Dataset excerpts on object pointing:
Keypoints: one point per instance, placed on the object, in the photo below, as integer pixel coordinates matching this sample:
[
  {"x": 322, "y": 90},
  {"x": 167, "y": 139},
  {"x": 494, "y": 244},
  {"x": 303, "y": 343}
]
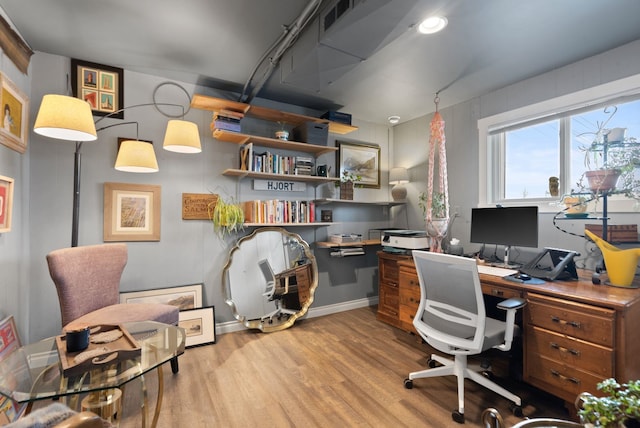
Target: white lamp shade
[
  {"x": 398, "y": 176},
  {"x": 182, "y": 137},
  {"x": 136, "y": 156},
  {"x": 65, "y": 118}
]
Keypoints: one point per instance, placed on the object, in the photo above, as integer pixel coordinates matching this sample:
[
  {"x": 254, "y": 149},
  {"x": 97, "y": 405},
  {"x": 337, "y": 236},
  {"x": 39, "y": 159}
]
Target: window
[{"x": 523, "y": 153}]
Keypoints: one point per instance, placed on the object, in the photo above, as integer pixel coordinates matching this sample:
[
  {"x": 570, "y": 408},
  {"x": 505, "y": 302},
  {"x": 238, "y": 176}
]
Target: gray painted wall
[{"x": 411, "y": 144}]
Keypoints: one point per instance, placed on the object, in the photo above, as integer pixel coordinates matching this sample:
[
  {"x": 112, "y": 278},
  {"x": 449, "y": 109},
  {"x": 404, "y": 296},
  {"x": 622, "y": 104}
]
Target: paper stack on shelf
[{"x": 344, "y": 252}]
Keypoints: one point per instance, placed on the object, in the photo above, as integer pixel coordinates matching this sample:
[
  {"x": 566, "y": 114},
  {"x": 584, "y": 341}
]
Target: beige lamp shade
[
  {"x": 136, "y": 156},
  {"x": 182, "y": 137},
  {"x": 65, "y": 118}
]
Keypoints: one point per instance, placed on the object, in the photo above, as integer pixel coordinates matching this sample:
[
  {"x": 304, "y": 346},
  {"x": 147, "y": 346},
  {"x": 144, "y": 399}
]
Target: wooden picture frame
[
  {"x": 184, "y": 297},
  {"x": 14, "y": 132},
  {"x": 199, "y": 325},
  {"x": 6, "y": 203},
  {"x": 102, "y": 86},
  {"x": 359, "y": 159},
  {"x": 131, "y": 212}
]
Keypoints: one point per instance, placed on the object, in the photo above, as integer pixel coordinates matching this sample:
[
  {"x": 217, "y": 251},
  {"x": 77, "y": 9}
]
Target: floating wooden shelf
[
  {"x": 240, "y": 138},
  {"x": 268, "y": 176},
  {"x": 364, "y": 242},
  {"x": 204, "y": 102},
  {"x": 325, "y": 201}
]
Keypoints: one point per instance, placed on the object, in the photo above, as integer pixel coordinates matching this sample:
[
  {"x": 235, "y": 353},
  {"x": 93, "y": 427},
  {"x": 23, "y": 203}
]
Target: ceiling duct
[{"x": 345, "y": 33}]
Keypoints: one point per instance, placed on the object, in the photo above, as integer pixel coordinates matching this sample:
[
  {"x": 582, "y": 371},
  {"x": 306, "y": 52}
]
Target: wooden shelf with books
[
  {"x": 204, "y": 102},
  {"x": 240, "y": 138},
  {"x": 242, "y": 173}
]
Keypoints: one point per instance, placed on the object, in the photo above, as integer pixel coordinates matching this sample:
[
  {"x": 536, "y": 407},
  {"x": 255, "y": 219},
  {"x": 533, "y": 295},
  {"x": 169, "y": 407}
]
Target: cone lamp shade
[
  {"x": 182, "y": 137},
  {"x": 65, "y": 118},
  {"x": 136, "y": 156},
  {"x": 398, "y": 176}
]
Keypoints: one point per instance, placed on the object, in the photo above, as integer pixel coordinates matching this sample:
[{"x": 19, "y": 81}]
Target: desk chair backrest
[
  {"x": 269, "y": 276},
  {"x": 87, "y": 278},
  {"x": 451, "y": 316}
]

---

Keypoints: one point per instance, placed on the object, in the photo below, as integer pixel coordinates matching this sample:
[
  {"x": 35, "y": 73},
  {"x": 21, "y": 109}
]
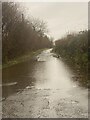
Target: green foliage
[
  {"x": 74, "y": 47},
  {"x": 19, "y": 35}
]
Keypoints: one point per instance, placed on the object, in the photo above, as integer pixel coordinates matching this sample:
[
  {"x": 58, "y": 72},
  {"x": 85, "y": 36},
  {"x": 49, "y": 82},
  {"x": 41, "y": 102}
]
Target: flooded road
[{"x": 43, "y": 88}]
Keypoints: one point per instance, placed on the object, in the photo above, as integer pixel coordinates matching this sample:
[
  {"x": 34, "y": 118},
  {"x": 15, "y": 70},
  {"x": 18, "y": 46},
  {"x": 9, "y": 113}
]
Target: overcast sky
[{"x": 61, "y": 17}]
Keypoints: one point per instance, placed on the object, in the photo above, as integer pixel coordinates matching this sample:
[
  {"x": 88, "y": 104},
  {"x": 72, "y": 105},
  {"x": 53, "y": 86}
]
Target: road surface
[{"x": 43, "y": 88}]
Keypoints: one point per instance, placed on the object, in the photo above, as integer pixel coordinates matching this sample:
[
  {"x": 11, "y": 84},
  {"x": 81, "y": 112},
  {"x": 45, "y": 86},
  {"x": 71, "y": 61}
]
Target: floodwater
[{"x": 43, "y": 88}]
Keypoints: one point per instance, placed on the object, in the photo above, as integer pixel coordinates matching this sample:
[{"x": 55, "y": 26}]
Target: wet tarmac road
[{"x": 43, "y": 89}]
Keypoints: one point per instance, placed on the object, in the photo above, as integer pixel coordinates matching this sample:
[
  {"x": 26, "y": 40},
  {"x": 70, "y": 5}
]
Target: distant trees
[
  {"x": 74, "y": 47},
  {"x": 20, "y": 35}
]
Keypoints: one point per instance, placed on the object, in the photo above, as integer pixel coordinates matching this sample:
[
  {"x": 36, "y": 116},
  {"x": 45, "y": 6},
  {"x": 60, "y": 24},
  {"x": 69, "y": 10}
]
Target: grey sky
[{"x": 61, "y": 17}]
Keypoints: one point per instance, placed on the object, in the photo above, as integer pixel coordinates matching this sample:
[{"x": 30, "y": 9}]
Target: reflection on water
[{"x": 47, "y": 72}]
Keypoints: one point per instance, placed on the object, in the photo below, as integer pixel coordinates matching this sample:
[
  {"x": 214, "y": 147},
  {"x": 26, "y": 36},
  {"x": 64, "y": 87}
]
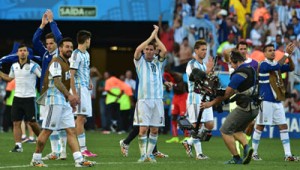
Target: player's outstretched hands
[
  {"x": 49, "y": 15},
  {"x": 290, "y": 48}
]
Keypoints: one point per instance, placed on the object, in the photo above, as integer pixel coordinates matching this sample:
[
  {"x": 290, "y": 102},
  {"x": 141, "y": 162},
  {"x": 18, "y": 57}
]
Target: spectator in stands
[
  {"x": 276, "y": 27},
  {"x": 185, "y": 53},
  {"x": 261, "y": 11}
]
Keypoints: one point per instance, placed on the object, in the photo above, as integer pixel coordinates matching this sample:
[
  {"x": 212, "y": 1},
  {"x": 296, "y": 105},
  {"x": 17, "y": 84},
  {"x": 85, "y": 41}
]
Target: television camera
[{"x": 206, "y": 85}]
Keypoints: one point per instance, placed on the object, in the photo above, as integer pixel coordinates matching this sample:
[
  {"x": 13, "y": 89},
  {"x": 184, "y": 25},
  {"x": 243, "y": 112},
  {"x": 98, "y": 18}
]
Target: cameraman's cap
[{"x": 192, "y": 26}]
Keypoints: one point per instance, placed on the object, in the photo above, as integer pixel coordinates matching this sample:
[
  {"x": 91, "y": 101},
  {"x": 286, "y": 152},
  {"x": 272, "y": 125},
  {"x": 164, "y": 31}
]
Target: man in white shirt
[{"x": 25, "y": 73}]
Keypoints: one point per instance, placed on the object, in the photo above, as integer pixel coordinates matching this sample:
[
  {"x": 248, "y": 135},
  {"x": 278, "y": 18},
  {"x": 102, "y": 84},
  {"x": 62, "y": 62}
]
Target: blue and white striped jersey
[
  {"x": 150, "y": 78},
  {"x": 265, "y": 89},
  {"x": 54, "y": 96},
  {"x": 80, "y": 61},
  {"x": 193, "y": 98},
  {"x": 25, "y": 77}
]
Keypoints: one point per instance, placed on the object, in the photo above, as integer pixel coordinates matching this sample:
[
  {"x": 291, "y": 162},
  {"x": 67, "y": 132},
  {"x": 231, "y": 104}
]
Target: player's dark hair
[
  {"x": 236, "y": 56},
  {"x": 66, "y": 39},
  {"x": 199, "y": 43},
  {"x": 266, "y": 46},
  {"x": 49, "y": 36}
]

==

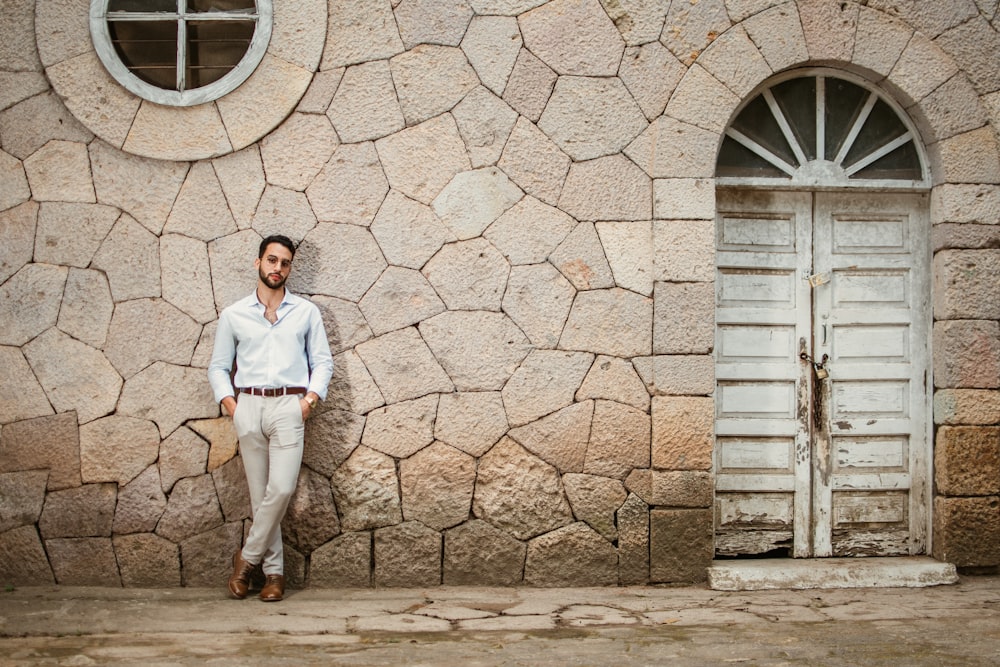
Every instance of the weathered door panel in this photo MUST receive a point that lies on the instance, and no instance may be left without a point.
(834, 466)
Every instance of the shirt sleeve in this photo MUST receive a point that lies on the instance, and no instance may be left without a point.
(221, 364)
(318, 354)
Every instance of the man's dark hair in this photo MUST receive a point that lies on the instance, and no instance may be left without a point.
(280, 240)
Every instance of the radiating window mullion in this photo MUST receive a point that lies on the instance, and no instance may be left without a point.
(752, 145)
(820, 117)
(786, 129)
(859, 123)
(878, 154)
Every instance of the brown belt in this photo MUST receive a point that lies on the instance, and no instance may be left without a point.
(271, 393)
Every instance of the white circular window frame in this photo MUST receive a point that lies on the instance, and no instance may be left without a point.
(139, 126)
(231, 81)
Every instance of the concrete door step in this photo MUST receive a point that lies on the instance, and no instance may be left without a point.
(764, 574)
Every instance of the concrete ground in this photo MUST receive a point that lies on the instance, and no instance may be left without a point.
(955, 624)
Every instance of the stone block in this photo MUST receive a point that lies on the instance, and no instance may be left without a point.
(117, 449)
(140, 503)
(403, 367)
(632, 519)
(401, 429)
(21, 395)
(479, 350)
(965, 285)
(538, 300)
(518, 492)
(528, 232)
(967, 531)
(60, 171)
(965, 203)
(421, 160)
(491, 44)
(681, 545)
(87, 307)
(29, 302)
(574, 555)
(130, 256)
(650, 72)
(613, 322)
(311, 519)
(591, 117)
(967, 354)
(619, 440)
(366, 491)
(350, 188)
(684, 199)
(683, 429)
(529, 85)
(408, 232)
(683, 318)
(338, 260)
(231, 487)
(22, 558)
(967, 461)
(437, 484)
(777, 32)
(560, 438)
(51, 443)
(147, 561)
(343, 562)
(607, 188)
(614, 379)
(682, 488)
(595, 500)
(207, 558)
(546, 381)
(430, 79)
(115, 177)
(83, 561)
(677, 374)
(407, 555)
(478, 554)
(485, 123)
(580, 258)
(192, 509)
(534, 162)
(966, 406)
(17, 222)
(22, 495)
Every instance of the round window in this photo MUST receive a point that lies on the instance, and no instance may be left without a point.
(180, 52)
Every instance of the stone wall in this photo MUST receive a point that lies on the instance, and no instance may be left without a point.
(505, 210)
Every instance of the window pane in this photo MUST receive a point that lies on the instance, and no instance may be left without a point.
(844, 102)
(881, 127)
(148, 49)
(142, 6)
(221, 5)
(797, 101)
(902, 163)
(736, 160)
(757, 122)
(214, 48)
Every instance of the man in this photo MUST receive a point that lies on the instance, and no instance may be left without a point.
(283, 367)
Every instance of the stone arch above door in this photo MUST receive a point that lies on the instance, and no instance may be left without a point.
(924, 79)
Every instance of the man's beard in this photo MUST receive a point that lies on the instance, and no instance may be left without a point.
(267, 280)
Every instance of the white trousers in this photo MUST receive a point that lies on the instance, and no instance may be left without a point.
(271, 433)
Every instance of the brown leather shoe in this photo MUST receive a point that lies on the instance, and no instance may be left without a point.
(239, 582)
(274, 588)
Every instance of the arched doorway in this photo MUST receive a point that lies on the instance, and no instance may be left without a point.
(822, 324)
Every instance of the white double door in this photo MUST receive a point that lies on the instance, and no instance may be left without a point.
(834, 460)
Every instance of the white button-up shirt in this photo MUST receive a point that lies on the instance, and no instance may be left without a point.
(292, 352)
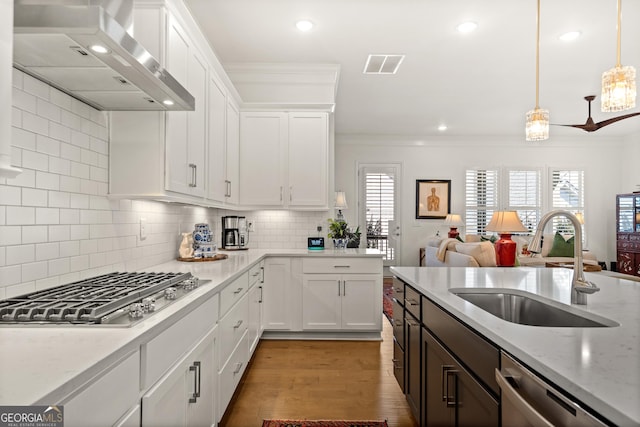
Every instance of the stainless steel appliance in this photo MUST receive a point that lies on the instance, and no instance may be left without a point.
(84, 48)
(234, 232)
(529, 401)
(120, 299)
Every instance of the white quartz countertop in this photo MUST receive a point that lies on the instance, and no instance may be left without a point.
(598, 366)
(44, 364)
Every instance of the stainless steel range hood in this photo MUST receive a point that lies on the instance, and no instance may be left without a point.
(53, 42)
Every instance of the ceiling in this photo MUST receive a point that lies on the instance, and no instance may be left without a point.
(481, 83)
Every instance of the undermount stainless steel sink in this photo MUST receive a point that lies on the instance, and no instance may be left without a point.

WRITTEN REQUEST –
Reproduce without any changes the part of the items that opens with the line containing "Every instance of the ceiling" and closes with the line containing "Every instance of the undermount", with both of those lines included.

COMPLETED TASK –
Every instance of the ceiling in this photo MUST receive a point that lies on the instance, and no instance may be left without a point.
(481, 83)
Every instance of the undermount stainless steel sink in this photo MUST receive a point that lies on the instance, and no instance may be left without a point.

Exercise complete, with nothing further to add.